/---

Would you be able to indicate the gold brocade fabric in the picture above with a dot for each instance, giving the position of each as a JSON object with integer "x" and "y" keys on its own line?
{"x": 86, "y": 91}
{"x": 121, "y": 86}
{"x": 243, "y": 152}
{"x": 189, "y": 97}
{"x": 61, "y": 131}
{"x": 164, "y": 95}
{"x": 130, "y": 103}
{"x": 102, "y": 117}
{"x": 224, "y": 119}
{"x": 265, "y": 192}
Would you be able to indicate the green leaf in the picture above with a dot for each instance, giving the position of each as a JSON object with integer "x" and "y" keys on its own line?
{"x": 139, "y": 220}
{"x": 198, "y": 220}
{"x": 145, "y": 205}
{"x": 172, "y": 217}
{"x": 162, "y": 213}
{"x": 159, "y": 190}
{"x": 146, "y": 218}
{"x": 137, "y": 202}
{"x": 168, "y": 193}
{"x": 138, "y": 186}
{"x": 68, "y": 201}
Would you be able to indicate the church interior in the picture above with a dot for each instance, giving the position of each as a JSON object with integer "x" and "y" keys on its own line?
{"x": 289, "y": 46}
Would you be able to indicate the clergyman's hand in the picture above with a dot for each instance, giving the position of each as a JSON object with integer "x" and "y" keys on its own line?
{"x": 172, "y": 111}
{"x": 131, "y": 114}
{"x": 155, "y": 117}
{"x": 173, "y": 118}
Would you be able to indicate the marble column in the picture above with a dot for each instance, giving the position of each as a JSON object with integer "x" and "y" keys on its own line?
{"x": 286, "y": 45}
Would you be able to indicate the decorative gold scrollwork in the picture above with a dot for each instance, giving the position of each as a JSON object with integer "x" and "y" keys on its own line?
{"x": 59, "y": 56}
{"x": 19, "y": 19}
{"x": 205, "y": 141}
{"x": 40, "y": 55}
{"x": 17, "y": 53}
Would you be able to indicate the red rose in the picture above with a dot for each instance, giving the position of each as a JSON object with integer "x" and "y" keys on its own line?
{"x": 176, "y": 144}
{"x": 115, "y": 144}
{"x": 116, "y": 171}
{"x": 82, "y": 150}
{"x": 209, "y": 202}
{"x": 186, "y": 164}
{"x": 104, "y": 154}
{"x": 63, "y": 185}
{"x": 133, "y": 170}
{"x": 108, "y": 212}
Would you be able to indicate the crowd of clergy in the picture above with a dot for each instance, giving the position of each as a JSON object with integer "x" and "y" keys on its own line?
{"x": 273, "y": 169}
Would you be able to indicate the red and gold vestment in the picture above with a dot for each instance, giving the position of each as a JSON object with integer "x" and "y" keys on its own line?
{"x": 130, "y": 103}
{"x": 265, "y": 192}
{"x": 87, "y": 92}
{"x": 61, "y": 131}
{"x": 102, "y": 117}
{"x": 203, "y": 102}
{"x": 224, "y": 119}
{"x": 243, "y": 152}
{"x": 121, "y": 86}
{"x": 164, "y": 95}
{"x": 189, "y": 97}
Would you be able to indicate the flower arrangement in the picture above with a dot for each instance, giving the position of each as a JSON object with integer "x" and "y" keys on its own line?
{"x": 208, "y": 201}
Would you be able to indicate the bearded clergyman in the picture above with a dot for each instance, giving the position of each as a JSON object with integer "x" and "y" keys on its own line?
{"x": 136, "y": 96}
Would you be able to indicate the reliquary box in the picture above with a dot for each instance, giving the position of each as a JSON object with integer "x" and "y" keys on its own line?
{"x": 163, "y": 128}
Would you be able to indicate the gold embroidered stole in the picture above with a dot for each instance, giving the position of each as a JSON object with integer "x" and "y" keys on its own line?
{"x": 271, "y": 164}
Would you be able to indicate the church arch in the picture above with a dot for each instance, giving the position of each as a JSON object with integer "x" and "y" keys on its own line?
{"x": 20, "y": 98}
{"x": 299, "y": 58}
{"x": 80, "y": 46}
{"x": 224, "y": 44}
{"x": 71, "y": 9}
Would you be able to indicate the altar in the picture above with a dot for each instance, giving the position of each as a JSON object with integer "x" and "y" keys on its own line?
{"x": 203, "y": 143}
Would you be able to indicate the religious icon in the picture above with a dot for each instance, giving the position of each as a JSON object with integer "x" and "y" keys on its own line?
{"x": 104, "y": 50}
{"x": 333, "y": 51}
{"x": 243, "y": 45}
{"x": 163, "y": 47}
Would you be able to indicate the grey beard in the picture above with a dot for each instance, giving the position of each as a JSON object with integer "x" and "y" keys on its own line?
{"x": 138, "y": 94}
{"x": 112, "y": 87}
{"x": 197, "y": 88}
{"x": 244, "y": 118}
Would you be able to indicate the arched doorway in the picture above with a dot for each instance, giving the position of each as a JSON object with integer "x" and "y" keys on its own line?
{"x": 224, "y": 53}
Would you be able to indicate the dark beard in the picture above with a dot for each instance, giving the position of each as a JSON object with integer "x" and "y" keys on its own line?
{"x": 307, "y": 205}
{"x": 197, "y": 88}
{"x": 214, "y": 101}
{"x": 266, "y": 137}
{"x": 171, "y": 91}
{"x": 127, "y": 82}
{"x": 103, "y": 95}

\---

Repeat the records above exactly.

### Exercise output:
Would you be able to indicate the gold brocade fabric in the picture above with a dot for each instance, giving the position of each as a JSON object with integer "x" and "y" keys on its own line?
{"x": 86, "y": 91}
{"x": 121, "y": 86}
{"x": 243, "y": 152}
{"x": 189, "y": 97}
{"x": 61, "y": 131}
{"x": 164, "y": 95}
{"x": 130, "y": 103}
{"x": 102, "y": 117}
{"x": 224, "y": 119}
{"x": 265, "y": 192}
Would you be able to indicate the green leaf in the picture above with a dot for each instance, giving the position of each as a JSON object with integer "x" and "y" keys on its own line?
{"x": 139, "y": 220}
{"x": 198, "y": 220}
{"x": 145, "y": 205}
{"x": 172, "y": 217}
{"x": 162, "y": 213}
{"x": 159, "y": 190}
{"x": 146, "y": 218}
{"x": 137, "y": 202}
{"x": 168, "y": 193}
{"x": 138, "y": 186}
{"x": 68, "y": 201}
Would you be able to indicate the church interior in the picture above with a dot for each instance, giving the position of each as a JSON object with integer "x" and "y" keys on its own line?
{"x": 289, "y": 46}
Would you be able to indicate the clergyman's hand in the picture above with a dot for each instance, giving the position of each as a JSON object with integer "x" and "y" keys on its own line?
{"x": 172, "y": 111}
{"x": 131, "y": 114}
{"x": 155, "y": 117}
{"x": 173, "y": 118}
Would you be able to indicate the marble column in the picture above with a dot for each instance, giving the position of each as a JSON object with integer "x" and "y" keys on its own line?
{"x": 286, "y": 45}
Would you be able to indicate the decorative gold scrollwork in the picture above with a dot for each instance, giving the position of each as a JSON object with integer "x" and "y" keys on its own line?
{"x": 59, "y": 56}
{"x": 19, "y": 19}
{"x": 205, "y": 141}
{"x": 40, "y": 55}
{"x": 17, "y": 53}
Would you be able to indicate the red rose in the picture above with a dot for each instance, giving the position of each as a JSON object with integer "x" and "y" keys on its own line?
{"x": 176, "y": 144}
{"x": 115, "y": 144}
{"x": 116, "y": 171}
{"x": 82, "y": 150}
{"x": 209, "y": 202}
{"x": 186, "y": 164}
{"x": 104, "y": 154}
{"x": 63, "y": 185}
{"x": 133, "y": 170}
{"x": 108, "y": 212}
Would you be able to indicate the crowd of clergy in the picture above with a dot for each instance, giving the position of each as a JSON object with integer "x" and "y" keys on its own line?
{"x": 273, "y": 169}
Would you be able to indicate the red and gold vestment in the picture above with a dot for each instance, giving the position of each as a JSON object with integer "x" and "y" keys on its own line?
{"x": 130, "y": 103}
{"x": 265, "y": 192}
{"x": 87, "y": 92}
{"x": 61, "y": 131}
{"x": 102, "y": 117}
{"x": 203, "y": 102}
{"x": 224, "y": 119}
{"x": 243, "y": 152}
{"x": 121, "y": 86}
{"x": 164, "y": 95}
{"x": 189, "y": 97}
Would you be able to indicate the flower arrangement in the picture above with a dot for each instance, giving the position of each as a JSON object with integer "x" and "y" keys on its own line?
{"x": 208, "y": 201}
Would you be able to indicate the bearded clergyman in the picture above with a dot for each instance, giving the position of each as a JSON object with integer "x" and "y" keys on its own line?
{"x": 136, "y": 96}
Would you be able to indicate the reliquary box in the picture above with a dot for each instance, giving the position of each as a JSON object with integer "x" and "y" keys on its own line?
{"x": 163, "y": 128}
Would you be able to indicate the gold embroidered stole in the picture above with a dot for each instance, giving the position of each as a JSON object with integer "x" and "y" keys on its own line?
{"x": 271, "y": 164}
Would you be able to indicate the church arch in the picture above with a dot for each instance, giving the position of each as a JSON object with integer "x" and "y" keys on its own line?
{"x": 20, "y": 98}
{"x": 299, "y": 58}
{"x": 80, "y": 46}
{"x": 224, "y": 44}
{"x": 71, "y": 9}
Would you be able to indicate the altar in the picture above with a dot for each instance, giving the position of each as a JSON object with integer "x" and "y" keys on its own line?
{"x": 203, "y": 143}
Would you be able to indicate the religious icon in the picture above with a dot for each instance, giving the position of each as a JSON object with integer "x" and "y" keys on its own line?
{"x": 104, "y": 50}
{"x": 333, "y": 51}
{"x": 243, "y": 45}
{"x": 163, "y": 47}
Would you be able to indicate the grey beard in the picture above with a dot for each instance, giving the position of each as a JSON object with integer "x" and "y" keys on its own line?
{"x": 138, "y": 94}
{"x": 112, "y": 87}
{"x": 197, "y": 88}
{"x": 244, "y": 118}
Would you be able to indicate the arched doorway in the picture above with a dot for each instance, giving the position of each as a JSON object with integer "x" and "y" keys on its own line?
{"x": 224, "y": 53}
Would you be able to indicate the dark beard in the picture above with a dot for each instance, giving the position of each as a JSON object with integer "x" and "y" keys on its own line?
{"x": 307, "y": 205}
{"x": 197, "y": 88}
{"x": 214, "y": 101}
{"x": 266, "y": 137}
{"x": 171, "y": 91}
{"x": 127, "y": 82}
{"x": 103, "y": 95}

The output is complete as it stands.